• **Exercise data**:

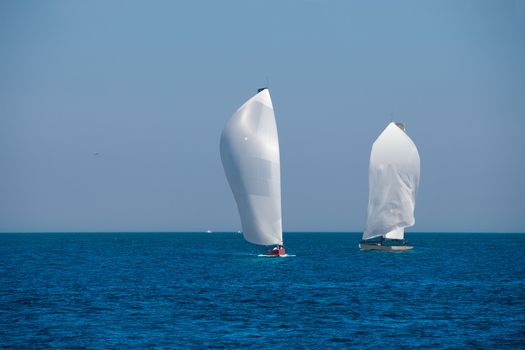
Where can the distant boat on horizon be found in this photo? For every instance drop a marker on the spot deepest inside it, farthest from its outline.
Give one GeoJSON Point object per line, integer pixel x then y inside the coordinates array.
{"type": "Point", "coordinates": [249, 149]}
{"type": "Point", "coordinates": [393, 182]}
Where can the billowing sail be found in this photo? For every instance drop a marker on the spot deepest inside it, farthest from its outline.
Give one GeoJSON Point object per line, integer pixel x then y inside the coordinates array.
{"type": "Point", "coordinates": [250, 157]}
{"type": "Point", "coordinates": [393, 181]}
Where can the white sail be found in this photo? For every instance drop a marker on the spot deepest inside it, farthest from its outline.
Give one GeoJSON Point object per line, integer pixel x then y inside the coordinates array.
{"type": "Point", "coordinates": [250, 157]}
{"type": "Point", "coordinates": [393, 181]}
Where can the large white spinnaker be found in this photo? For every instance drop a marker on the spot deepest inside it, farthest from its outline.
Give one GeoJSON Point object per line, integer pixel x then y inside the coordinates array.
{"type": "Point", "coordinates": [393, 181]}
{"type": "Point", "coordinates": [250, 157]}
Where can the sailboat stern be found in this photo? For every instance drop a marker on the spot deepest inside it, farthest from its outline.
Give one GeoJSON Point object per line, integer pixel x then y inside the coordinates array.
{"type": "Point", "coordinates": [277, 251]}
{"type": "Point", "coordinates": [385, 244]}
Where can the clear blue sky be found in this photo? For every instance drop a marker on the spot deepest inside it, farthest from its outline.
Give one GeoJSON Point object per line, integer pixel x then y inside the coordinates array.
{"type": "Point", "coordinates": [150, 84]}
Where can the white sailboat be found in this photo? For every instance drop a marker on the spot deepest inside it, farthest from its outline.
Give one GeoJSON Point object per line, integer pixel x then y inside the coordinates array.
{"type": "Point", "coordinates": [250, 156]}
{"type": "Point", "coordinates": [393, 181]}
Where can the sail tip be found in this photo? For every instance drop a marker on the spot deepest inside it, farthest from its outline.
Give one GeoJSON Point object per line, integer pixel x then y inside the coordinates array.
{"type": "Point", "coordinates": [400, 125]}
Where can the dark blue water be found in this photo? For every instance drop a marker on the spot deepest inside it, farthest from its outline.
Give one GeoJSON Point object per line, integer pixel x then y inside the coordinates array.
{"type": "Point", "coordinates": [153, 290]}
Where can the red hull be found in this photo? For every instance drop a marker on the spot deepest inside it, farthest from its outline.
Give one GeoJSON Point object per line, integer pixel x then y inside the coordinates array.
{"type": "Point", "coordinates": [277, 251]}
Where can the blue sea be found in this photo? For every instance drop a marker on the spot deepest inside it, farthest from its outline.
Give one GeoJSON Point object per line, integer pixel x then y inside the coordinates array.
{"type": "Point", "coordinates": [199, 290]}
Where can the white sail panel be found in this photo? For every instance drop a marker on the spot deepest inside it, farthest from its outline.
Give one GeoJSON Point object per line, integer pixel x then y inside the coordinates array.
{"type": "Point", "coordinates": [395, 234]}
{"type": "Point", "coordinates": [250, 157]}
{"type": "Point", "coordinates": [393, 181]}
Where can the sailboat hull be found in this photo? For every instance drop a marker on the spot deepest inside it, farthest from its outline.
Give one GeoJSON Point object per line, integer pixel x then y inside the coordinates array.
{"type": "Point", "coordinates": [364, 246]}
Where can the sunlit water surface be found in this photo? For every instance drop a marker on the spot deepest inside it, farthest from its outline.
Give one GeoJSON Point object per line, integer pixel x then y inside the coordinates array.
{"type": "Point", "coordinates": [194, 290]}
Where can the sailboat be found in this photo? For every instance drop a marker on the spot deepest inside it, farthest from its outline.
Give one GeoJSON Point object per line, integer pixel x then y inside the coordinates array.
{"type": "Point", "coordinates": [393, 181]}
{"type": "Point", "coordinates": [249, 150]}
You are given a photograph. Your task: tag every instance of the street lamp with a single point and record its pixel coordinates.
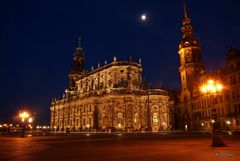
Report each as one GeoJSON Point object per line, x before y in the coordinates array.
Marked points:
{"type": "Point", "coordinates": [24, 115]}
{"type": "Point", "coordinates": [212, 88]}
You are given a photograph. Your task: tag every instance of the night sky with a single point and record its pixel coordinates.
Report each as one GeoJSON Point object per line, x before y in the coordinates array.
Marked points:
{"type": "Point", "coordinates": [38, 39]}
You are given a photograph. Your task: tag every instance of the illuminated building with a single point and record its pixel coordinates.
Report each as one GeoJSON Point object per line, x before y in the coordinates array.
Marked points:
{"type": "Point", "coordinates": [111, 96]}
{"type": "Point", "coordinates": [195, 110]}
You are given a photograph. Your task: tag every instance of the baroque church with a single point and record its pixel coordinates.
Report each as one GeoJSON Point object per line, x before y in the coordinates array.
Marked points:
{"type": "Point", "coordinates": [195, 110]}
{"type": "Point", "coordinates": [111, 97]}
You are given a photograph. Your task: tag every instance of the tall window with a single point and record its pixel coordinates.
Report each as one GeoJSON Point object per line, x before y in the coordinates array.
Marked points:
{"type": "Point", "coordinates": [155, 119]}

• **Work required**:
Please return the lines of the entries word for word, beginning with the line that contains "of the tall" and continuing through the end of the entries.

• **Complete answer**:
You are given a photograph. Your task: tag every instance of the tall window with a single point and record its pixel coordinates.
Report each as one GeoJSON Point object per line, x before y in the coordinates array.
Marked points:
{"type": "Point", "coordinates": [155, 119]}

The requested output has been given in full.